I recently found myself in the throes of a “Sunday kind of love.” What I mean by that is I was seeing a man for several months, and not a single conversation was had about “what we were doing,” but every Sunday, like clockwork, we were together. I was being cooked for, massaged, cuddled, and kept in good and easy company.
Our combined work schedules prevented time together from being more often than once a week, but that worked for me. Plus, knowing someone wanted to spend their rare day off with me made it seem, to me, to be something special.
For months, I darted around the question “Where is this going?” because truthfully, I was terrified to mess up what had become something I eagerly anticipated every week. Eventually he met my family, knew my roommate, took me out on real dates, shared his fears and dreams with me, listened to mine, and would talk about taking day trips and weekend trips together. We were eating popsicles in bed listening to Drake, chasing each other around the grocery store, and sharing those kind of kisses that I genuinely remember wishing could last forever.
In my state of paralysis, I continued to play the role of apathetic, go-with-the-flow- girl, and I played it well. My friends pleaded with me to get on the same page with him and bring up “the talk,” knowing I had a sensitive nature that was easily wounded. I wanted to bring it up, to try working up the nerve to ask those dreaded questions, but every time I saw him, I couldn’t. One look into his eyes, one moment in his embrace, I simply lost my nerve.
I remember listening to a relationship expert advocating for an outlaw on unspoken feelings. He compared not sharing your real feelings with someone you care about to a copout, as serious as avoiding a doctor when you know there could be something seriously wrong with your health.

- _EXERCISE 1_: Quote the essay about a Sunday kind of love word for word, starting at "I remember listening" and ending at "with your health.".
- _EXERCISE 2_: In the essay about a Sunday kind of love, what kept the couple from seeing each other more than once a week?
The entries after the essay about a Sunday kind of love aren't needed.

[Records held in a dataset]
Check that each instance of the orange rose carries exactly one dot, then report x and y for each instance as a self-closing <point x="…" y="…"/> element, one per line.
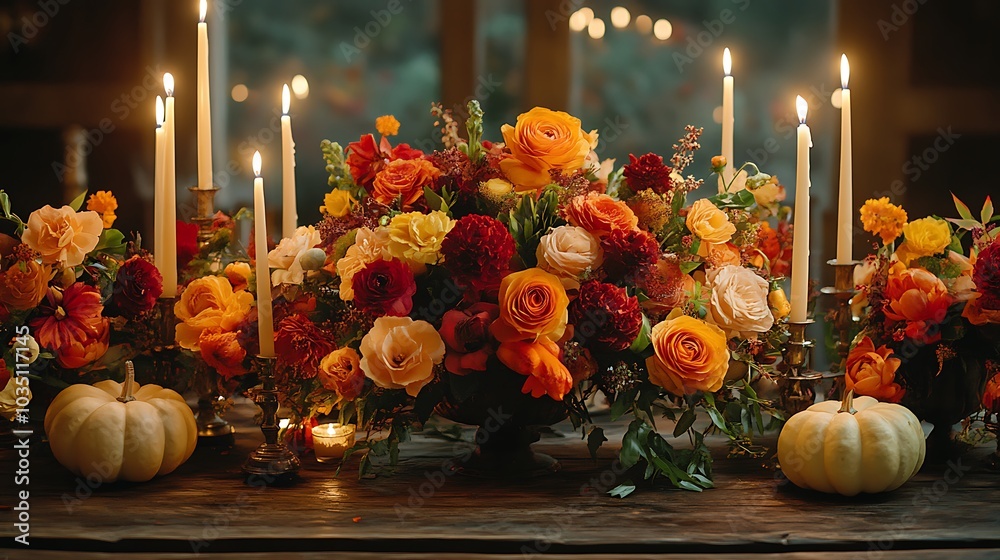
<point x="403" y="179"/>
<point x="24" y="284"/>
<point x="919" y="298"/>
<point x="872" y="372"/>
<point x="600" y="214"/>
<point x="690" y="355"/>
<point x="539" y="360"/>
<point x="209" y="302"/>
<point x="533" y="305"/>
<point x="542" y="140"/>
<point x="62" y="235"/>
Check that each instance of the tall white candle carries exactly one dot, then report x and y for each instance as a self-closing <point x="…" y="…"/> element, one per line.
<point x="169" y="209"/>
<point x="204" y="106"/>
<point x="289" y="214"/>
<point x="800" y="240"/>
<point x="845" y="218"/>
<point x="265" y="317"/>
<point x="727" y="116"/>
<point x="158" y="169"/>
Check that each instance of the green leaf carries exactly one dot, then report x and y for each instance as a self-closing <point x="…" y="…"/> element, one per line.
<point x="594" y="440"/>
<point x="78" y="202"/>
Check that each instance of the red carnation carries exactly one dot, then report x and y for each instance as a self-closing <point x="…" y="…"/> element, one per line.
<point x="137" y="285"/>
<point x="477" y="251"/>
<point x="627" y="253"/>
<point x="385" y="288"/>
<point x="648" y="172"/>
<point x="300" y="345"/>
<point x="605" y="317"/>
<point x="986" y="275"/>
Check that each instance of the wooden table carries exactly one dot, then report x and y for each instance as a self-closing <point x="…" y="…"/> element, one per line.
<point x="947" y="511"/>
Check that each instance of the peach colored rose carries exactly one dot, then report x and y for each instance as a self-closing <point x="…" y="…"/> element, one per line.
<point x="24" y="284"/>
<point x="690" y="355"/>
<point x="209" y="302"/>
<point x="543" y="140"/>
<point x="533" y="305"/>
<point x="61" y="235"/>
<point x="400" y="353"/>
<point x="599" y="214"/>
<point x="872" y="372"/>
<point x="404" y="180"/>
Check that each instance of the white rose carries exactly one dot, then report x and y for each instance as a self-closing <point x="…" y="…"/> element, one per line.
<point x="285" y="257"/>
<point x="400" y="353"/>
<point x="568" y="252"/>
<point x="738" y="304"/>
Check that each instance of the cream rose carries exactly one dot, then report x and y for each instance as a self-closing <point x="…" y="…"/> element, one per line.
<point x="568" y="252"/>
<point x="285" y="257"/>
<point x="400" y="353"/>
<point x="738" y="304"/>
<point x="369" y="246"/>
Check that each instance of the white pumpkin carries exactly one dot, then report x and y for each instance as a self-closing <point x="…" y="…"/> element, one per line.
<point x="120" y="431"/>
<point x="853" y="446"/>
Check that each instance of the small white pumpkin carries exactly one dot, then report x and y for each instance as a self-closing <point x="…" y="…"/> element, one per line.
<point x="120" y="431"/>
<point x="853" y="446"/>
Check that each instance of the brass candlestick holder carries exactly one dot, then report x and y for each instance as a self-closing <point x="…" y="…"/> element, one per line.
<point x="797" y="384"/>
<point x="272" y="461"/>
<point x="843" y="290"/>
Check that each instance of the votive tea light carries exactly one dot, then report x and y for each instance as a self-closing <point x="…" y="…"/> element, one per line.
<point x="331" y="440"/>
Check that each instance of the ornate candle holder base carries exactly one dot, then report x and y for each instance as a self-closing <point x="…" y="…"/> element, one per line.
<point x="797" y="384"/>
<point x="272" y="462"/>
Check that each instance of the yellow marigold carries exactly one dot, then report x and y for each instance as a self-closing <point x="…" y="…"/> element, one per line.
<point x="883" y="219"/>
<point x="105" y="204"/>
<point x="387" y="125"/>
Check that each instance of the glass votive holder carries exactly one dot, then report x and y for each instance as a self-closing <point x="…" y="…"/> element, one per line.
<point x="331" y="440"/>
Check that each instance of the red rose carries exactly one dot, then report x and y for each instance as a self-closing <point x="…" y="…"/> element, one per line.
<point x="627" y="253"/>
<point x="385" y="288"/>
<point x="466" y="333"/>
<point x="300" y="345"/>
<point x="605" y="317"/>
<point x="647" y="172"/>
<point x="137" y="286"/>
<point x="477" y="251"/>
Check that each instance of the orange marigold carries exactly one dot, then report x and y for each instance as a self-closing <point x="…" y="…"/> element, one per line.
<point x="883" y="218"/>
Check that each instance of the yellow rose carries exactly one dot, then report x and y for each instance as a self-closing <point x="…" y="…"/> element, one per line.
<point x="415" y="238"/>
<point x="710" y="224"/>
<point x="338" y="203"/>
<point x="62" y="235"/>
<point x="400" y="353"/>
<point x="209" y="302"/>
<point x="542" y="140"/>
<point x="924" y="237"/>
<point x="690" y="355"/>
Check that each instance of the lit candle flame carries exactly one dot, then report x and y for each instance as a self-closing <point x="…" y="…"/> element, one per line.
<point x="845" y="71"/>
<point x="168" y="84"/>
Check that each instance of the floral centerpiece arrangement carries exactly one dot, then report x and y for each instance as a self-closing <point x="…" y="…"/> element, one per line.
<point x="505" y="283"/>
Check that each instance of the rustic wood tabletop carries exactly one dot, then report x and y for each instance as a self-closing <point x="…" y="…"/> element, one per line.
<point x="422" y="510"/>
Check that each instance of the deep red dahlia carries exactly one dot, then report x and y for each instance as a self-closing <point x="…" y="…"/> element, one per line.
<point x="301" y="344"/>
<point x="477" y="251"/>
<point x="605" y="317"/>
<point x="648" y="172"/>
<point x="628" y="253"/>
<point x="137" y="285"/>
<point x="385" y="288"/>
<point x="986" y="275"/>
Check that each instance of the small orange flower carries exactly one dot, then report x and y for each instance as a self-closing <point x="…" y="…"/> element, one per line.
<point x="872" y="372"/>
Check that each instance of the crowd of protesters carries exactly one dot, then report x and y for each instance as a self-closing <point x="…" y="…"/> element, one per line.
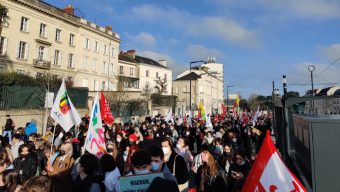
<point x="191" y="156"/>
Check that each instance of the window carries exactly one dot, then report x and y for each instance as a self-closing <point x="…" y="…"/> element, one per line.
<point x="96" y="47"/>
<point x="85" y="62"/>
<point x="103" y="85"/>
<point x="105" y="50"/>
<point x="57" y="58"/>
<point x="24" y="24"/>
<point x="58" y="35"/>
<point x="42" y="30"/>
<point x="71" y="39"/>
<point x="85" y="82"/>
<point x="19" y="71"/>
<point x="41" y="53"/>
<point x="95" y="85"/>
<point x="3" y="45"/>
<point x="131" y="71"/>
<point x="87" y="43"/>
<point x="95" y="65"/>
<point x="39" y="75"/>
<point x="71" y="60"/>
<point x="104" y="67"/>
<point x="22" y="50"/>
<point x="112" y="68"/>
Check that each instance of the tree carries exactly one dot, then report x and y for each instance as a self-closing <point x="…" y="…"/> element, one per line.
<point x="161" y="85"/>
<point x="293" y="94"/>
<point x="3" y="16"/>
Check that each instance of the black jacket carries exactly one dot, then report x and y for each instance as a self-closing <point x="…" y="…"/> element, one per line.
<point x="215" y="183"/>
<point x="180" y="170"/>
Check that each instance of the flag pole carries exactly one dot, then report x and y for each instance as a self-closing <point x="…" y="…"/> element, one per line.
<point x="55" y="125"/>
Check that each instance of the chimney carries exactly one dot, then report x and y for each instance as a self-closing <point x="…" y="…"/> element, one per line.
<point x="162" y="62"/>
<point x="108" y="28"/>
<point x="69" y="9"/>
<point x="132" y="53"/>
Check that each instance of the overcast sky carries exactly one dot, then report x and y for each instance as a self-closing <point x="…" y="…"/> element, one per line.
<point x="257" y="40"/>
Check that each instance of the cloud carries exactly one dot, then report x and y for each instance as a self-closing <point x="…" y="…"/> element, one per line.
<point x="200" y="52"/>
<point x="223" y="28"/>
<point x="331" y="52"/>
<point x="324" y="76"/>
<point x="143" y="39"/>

- _FULL ANSWER 1_:
I remember listening to a relationship expert advocating for an outlaw on unspoken feelings. He compared not sharing your real feelings with someone you care about to a copout, as serious as avoiding a doctor when you know there could be something seriously wrong with your health.

- _FULL ANSWER 2_: Their combined work schedules.